(Dataset entries)
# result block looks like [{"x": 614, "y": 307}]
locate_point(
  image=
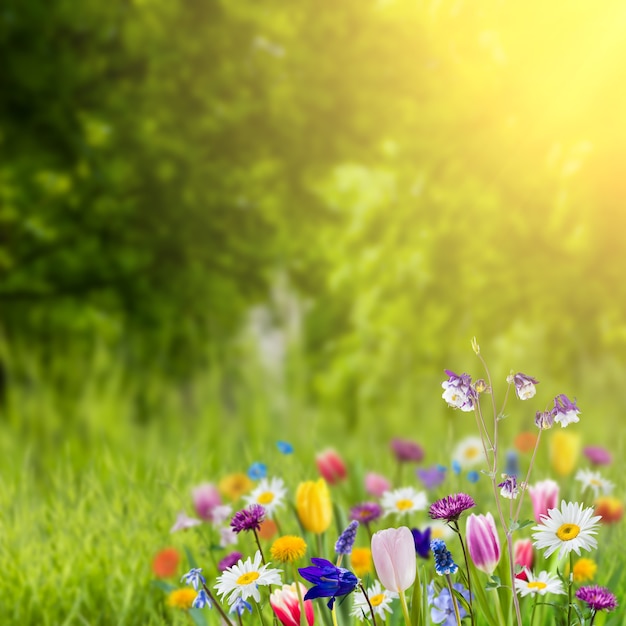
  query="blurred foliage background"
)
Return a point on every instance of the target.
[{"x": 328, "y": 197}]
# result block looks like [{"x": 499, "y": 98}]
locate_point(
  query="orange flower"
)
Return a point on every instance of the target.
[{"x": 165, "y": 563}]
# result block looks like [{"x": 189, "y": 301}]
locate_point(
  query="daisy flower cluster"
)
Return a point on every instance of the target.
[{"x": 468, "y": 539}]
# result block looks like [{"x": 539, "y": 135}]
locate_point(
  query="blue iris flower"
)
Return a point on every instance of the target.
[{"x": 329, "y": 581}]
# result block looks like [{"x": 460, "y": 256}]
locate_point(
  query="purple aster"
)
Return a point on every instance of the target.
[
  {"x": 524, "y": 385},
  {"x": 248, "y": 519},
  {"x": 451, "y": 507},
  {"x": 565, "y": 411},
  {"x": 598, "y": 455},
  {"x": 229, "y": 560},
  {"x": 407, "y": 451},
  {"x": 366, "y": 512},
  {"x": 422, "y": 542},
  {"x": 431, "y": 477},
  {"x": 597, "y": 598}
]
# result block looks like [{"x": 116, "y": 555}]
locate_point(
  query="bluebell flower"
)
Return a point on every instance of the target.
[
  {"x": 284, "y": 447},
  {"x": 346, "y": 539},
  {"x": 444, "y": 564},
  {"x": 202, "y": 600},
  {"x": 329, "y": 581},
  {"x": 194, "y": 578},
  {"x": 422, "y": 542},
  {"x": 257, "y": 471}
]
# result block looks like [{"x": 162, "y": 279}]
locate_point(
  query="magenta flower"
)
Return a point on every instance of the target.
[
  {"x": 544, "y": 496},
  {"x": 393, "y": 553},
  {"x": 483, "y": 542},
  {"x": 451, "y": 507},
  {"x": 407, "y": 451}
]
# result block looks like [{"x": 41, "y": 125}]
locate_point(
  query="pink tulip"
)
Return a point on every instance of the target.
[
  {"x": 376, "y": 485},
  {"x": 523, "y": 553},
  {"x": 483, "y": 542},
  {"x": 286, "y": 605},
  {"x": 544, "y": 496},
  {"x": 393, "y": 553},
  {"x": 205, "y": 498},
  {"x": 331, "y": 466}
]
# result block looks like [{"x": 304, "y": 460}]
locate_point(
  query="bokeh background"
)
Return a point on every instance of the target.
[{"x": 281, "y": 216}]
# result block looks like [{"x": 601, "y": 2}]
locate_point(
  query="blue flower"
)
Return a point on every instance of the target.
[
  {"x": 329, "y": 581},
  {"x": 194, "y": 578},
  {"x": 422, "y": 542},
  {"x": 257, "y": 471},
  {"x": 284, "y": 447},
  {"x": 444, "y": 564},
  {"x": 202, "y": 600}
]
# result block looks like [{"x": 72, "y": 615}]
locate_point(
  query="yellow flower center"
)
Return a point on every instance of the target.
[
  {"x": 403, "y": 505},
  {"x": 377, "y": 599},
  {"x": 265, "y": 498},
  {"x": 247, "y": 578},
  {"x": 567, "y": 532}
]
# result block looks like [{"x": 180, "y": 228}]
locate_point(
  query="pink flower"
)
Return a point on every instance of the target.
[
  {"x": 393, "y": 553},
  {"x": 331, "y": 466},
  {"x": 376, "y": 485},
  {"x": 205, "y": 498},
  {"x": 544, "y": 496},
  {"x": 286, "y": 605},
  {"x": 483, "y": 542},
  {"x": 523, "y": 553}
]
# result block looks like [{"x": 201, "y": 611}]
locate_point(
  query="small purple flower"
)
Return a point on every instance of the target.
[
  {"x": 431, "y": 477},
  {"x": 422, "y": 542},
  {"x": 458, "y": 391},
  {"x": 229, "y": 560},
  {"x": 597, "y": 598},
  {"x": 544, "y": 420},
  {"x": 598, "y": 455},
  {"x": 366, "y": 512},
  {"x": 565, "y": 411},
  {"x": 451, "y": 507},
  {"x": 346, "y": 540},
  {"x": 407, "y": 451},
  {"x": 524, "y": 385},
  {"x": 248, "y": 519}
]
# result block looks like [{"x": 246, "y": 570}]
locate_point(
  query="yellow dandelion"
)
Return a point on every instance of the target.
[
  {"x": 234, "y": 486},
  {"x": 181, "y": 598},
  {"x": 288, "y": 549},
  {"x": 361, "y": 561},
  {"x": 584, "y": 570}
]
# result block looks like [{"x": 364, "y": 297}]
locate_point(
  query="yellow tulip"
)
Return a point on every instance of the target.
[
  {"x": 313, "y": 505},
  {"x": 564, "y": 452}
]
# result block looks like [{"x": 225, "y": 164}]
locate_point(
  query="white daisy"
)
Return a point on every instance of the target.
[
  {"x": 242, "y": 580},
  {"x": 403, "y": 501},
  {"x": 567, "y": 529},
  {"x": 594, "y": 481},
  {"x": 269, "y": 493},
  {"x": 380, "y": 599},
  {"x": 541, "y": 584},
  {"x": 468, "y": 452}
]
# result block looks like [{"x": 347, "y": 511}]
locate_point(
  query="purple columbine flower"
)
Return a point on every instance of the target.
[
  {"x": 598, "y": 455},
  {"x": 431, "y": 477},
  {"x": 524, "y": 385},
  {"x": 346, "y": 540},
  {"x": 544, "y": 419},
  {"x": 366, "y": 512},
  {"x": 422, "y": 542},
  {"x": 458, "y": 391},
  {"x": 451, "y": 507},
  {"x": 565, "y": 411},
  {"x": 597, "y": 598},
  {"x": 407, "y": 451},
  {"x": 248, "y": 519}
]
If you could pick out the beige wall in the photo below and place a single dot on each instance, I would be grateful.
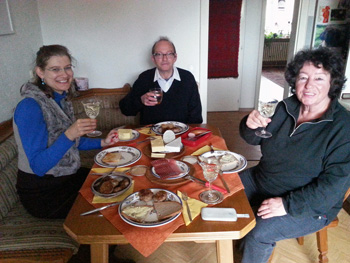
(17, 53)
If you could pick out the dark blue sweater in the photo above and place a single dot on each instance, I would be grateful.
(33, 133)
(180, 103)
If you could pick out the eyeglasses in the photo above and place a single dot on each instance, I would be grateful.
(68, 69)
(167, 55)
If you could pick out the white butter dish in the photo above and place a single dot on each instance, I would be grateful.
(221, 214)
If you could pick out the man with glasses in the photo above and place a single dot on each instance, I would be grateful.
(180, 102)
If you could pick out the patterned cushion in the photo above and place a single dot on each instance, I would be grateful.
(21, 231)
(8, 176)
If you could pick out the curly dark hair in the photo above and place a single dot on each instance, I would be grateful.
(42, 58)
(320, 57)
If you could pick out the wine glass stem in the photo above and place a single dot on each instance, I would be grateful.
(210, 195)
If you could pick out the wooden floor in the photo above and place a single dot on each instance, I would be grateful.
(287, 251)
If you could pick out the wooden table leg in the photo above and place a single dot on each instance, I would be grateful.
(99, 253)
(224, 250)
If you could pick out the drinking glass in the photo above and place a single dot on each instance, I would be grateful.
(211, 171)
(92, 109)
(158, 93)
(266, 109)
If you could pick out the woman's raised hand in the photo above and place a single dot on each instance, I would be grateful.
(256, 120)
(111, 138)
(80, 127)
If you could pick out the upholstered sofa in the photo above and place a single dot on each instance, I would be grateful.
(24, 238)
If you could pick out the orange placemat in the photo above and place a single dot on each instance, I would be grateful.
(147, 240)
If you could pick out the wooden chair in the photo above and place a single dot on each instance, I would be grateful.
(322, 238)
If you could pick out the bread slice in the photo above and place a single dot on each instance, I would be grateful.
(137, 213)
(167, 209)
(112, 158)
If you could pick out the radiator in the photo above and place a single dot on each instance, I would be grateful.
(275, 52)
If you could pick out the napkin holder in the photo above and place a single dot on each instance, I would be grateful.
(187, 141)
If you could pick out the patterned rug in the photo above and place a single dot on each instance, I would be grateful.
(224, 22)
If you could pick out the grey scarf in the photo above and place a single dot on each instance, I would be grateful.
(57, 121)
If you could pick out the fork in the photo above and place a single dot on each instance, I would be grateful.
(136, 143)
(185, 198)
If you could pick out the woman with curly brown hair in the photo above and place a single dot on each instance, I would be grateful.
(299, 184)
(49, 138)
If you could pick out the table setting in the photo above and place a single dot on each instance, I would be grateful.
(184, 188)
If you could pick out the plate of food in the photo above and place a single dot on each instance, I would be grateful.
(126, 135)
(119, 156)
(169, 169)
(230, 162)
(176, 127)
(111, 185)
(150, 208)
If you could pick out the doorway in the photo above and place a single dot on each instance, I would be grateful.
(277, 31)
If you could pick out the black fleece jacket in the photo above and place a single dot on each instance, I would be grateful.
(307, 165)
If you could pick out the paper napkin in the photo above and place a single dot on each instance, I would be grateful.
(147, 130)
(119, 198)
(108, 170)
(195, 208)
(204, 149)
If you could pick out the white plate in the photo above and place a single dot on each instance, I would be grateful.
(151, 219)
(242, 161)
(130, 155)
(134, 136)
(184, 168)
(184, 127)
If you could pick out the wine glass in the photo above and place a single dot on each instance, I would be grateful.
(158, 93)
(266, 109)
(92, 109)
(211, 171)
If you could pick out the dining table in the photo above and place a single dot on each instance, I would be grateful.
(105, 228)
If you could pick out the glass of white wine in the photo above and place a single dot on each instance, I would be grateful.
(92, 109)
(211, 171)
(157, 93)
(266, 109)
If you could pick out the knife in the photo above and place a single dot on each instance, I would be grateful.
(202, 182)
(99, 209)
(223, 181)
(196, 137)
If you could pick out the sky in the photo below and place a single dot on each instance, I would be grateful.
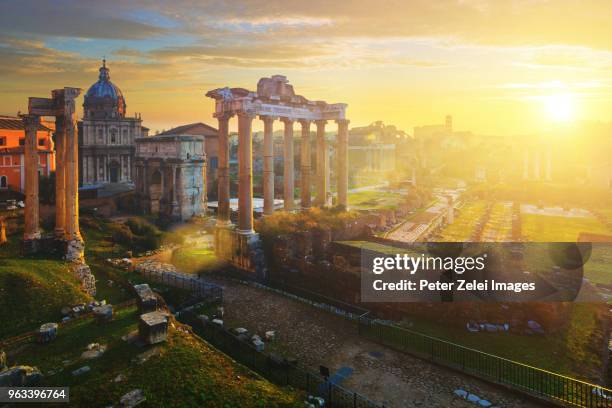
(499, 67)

§ Task requirements
Look through the records above for the word "purple" and state how many lines contain it, giving the number alone.

§ Problem solution
3